Problem to work on » Do not include the pictures; repeat the rest of the data exactly.

******

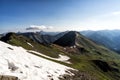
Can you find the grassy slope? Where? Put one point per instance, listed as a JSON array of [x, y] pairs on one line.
[[82, 62]]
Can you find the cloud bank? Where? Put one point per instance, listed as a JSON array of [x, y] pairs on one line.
[[36, 27]]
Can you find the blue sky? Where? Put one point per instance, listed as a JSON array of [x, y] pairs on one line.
[[60, 15]]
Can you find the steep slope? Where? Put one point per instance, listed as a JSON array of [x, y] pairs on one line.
[[101, 61], [93, 61], [108, 38], [28, 43], [16, 61]]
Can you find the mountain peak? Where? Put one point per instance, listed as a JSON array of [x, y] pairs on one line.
[[67, 39]]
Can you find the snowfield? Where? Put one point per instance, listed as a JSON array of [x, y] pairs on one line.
[[62, 58], [16, 61]]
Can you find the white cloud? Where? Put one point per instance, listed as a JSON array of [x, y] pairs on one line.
[[116, 13], [36, 27]]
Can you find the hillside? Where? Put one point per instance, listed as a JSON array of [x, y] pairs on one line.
[[17, 62], [91, 60], [108, 38]]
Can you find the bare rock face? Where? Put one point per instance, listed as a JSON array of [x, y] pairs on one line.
[[6, 77]]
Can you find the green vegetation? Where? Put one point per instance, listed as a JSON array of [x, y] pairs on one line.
[[81, 60]]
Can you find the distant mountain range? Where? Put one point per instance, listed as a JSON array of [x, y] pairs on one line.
[[93, 61], [108, 38]]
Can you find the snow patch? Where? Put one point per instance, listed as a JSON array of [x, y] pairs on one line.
[[18, 62], [62, 58], [29, 44]]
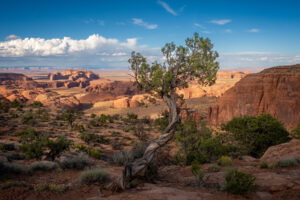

******

Finished exercise »
Can you find the grassy slope? Where? Put one point per instance, listed as a JSON array of [x, y] pairs on one line.
[[82, 62]]
Can you find the cloud bank? Where? Put one point per instance, listed as a JSON array of [x, y] pairs on one line.
[[36, 27]]
Can you find the blue sky? Where? Put one point per instance, listed as a JSON array of [x, y] pairs on one line.
[[60, 15]]
Can you find the steep slope? Where? Put one point per instance, listed as a JSON array of [x, y] pairs on one line.
[[101, 61], [93, 61], [108, 38], [28, 43], [16, 61]]
Can you find the mountain peak? Where? Put one point per instance, listed as a JSON array of [x, y] pairs on one line.
[[67, 39]]
Can you find the snowfield? Where? Put one point per instance, listed as a JSON array of [x, y] pairs on one line.
[[62, 58], [16, 61]]
Can you find the white cloud? Where? Put one point per instance, listed as a JSON array of [x, y] pairs on one line.
[[116, 13], [36, 27]]
Can you find the hillside? Where? Put one point per instance, listed as a JSON array of [x, y] pairs on one line.
[[17, 62], [91, 60], [108, 38]]
Can you find the bare rock face? Where? Put one point per instance, listed as a JSON array of [x, y] pairs on one line.
[[6, 77]]
Can you find the green vegetation? Where? Put one point per instance, listed as a JSON array of [x, y] pairs on one line.
[[81, 60]]
Can you find the distant mountain range? Where? Put one point per instance, listed as a JSON array of [x, y] pairs on one line.
[[93, 61], [108, 38]]
Can you find the snow patch? Where? Put one point per instance, listed as a JSON array of [x, y] pairs on one line.
[[18, 62], [62, 58], [29, 44]]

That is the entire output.